■ **About this task**:
When a line below holds the string "instance", show that line.

>>>

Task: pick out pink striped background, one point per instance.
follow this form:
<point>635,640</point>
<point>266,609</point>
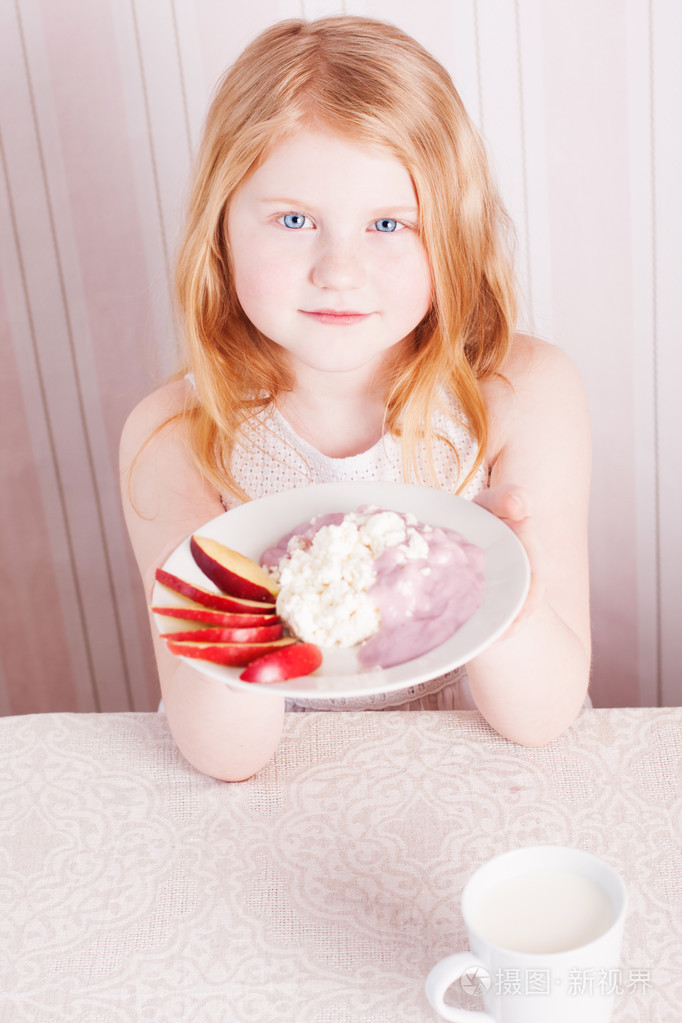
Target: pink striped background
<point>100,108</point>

<<<
>>>

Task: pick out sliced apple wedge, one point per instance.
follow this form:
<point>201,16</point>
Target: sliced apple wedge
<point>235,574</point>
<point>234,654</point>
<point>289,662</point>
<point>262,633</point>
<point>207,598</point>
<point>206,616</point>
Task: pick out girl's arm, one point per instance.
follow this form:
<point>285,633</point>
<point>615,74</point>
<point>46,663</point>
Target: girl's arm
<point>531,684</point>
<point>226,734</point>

<<<
>>>

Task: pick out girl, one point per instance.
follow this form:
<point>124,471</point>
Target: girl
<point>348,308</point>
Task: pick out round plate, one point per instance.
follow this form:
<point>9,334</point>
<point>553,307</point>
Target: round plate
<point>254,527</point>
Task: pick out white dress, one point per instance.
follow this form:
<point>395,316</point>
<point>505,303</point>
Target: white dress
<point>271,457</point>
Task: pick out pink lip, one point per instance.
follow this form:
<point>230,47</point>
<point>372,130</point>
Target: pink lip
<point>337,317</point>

<<<

■ **Answer to the exercise**:
Task: pick out pink striped background, one point per instance.
Task: pick out sliced apple wedge, one point per instance.
Task: pick out girl's arm, one point per instance.
Task: pick out girl, one point per instance.
Task: pick out round plate, one point per instance.
Task: pick out white dress, one point per instance.
Task: pick out pink lip, one point per instance.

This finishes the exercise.